#### [What the exercise asks]
Please gather every row below that contains the string "line", with case counting in the match.

#### [Data for this task]

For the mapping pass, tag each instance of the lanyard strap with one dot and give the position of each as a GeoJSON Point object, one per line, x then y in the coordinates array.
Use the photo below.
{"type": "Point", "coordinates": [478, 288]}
...
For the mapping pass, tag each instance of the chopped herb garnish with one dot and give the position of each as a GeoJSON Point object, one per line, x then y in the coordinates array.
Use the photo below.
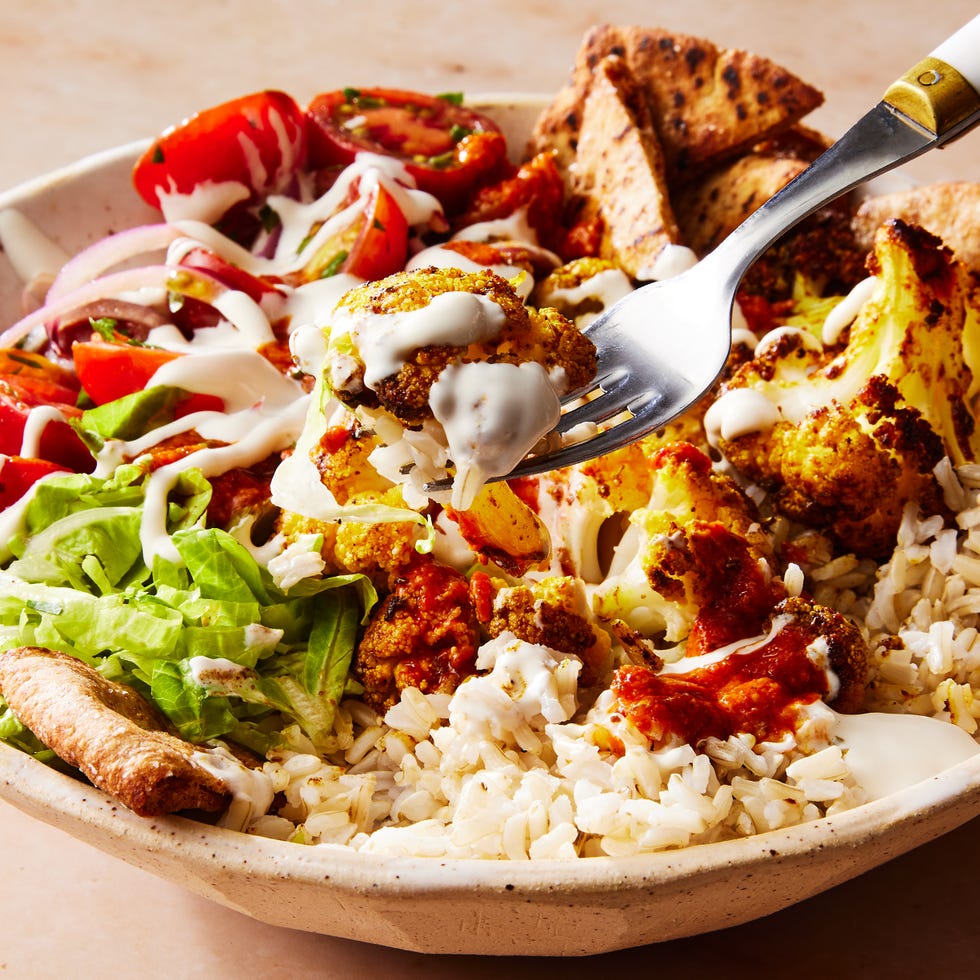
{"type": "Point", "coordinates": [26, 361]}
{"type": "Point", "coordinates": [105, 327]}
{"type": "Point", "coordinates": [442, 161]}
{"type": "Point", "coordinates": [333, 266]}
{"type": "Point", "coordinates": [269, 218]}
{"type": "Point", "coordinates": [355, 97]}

#### [Complete output]
For the mapping pass, tag each instance of the lanyard strap with one dot and give the position of each as a GeoJSON Point object, one per line, x then y in the coordinates array.
For the mapping pass, tag each instance of the chopped herb garnish with one dot and give the position of each as a GeoJSON Point object, one per line, x then y in the coordinates array.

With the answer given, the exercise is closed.